— Begin Document passage —
The Municipality responded with a letter to the appellant to advise that it would seek representations from the affected person regarding the release of the supporting material that accompanied each of the building permit applications.  The Municipality then notified the affected person of the appellant’s request and invited the affected person to make representations.  The affected person wrote to the Municipality and stated that he did not consent to the disclosure of the plans, drawings and specifications filed in support of his building permit applications for the properties.  The affected person stated that release of this information would present a heightened security threat and a serious safety concern to the affected person and his family.  The affected person also indicated that he would view disclosure of this information as an invasion of his personal privacy.

 

The Municipality issued a new decision letter to the appellant in which it denied access to the supporting material accompanying the building permit applications. 

 

The appellant appealed the Municipality’s decision to deny access to this material. 

 

In a subsequent letter from the Municipality to the appellant the Municipality clarified that it was denying access to the supporting material pursuant to sections 14(1)(a) and 14(2)(f) and (h) of the Act.

 

During the mediation stage of this appeal, the mediator spoke to the affected person who consented to the release of his name and address and the building plans on condition that his phone number, the location of rooms and security features related to his home were not disclosed.  The Municipality also agreed to release a severed copy of “the sign in sheet for the Committee of Adjustment Meeting” with the phone number of the affected party severed.

 

The Municipality then issued a revised decision letter in which it described the responsive records, the documents that had been released, in whole or in part, the documents that had not been released, and the sections of the Act that the Municipality was relying upon to support the denial of access.  The Municipality also raised in its decision letter, for the first time, its reliance upon sections 13 and 10(1) of the Act

 

At the conclusion of mediation three records remained at issue:  the building plans, denied in part pursuant to section 13, notes from a meeting on February 25, 2002, denied in full pursuant to section 10(1), and a letter dated June 3, 1999, denied in full pursuant to section 10(1). 

 

I independently determined that some or all of the records at issue may contain the personal information of affected persons.  Section 14 of the Act provides for a mandatory exemption where personal information is at issue.  Under the circumstances, since section 14 may apply to some or all of the records at issue, I decided to seek representations on the possible application of section 14, in addition to seeking representations on sections 10(1) and 13 of the Act.

 

I initially sought representations from the Municipality and an affected person and they submitted representations.  The Municipality agreed to share its representations in their entirety with the appellant and the affected person agreed to share the non-confidential portions of his representations with the appellant.  I then sought representations from the appellant who submitted representations in response.  The appellant agreed to share his representations in their entirety with both the Municipality and the affected person. I subsequently sought reply representations from the Municipality and the affected personI received reply representations from the Municipality only.
— End Document passage —
Objectives —
a – According to the appeal passage, which three records remained at issue when mediation concluded?
b – In the appeal passage, why did the decision-maker seek representations on section 14 as well as on sections 10(1) and 13?
c – Which sections of the Act did the Municipality rely on for the first time in its revised decision letter, according to the appeal passage?
The records that follow have no connection to the appeal passage.
— Begin Data rows —
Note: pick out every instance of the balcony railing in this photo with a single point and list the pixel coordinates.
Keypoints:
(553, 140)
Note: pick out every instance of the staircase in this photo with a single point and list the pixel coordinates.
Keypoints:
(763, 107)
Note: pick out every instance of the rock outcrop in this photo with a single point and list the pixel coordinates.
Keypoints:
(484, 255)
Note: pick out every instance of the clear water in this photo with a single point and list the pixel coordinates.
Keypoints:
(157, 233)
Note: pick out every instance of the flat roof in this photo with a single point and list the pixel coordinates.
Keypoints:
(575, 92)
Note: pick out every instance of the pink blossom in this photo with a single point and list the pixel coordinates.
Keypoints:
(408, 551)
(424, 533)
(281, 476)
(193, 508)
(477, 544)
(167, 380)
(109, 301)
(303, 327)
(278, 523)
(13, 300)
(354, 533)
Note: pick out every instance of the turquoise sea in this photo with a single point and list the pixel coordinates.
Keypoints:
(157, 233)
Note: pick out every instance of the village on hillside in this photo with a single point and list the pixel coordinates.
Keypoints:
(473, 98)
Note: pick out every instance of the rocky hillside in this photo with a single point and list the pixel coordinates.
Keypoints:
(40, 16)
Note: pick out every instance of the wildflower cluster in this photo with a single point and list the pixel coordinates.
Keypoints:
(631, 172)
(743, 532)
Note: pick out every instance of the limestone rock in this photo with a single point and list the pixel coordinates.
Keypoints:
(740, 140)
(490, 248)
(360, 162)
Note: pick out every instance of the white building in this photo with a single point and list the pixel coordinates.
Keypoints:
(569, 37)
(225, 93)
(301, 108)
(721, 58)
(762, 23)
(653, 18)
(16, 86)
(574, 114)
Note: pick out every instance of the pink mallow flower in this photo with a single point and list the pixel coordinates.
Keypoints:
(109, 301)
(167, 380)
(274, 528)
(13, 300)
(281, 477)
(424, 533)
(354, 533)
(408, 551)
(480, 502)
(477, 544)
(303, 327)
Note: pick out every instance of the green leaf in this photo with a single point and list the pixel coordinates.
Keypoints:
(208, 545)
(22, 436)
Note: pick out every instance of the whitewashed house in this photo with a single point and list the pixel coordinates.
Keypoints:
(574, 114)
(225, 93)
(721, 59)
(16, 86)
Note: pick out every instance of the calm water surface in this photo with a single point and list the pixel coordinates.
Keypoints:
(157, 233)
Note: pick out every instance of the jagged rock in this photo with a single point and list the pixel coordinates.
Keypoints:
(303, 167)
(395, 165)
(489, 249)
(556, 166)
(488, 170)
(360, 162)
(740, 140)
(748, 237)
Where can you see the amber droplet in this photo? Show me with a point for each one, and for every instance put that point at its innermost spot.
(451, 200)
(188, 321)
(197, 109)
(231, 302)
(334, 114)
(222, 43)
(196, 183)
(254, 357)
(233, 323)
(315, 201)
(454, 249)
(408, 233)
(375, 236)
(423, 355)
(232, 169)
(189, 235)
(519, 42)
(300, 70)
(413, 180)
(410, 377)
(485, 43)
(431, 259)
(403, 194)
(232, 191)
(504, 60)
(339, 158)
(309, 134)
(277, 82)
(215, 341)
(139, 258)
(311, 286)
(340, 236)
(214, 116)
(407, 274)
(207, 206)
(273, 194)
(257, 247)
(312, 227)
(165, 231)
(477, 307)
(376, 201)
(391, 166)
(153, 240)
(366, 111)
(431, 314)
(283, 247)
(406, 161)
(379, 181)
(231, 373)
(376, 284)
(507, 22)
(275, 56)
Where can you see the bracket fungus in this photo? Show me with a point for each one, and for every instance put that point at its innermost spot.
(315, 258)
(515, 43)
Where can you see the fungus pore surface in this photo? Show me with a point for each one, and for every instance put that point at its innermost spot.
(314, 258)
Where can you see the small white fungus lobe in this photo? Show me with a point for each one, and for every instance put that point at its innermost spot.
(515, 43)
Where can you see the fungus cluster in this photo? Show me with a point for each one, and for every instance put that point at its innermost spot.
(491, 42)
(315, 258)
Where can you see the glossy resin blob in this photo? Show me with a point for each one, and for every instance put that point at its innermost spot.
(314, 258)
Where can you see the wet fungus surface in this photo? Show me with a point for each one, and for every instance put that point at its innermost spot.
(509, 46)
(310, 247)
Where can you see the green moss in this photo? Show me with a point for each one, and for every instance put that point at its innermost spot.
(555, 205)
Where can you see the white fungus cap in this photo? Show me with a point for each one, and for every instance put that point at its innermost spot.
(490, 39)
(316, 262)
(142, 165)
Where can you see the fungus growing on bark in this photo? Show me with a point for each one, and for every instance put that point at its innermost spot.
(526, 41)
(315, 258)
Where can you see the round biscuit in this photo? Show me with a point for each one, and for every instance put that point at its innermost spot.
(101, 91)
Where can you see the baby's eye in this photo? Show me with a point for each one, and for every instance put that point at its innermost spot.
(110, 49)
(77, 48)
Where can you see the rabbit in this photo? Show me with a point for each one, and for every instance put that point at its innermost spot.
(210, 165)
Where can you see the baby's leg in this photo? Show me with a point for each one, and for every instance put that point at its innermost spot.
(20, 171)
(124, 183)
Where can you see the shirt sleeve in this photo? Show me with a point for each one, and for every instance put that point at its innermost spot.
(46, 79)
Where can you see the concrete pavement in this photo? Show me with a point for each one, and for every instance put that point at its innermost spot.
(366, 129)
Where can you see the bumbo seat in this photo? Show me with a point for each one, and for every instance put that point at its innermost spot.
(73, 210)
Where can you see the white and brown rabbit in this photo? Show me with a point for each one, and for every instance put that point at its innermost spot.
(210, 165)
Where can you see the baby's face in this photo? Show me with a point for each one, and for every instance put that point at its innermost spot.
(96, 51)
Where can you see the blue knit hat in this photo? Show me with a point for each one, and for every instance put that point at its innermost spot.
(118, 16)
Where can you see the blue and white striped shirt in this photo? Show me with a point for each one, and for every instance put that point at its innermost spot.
— End Data rows —
Expected outputs —
a –
- The building plans, denied in part under section 13
- Notes from a meeting on February 25, 2002, denied in full under section 10(1)
- A letter dated June 3, 1999, denied in full under section 10(1)

b – The decision-maker determined that some or all of the records at issue might contain the personal information of affected persons. Section 14 of the Act provides a mandatory exemption where personal information is at issue, so it might apply to those records.

c – Sections 13 and 10(1).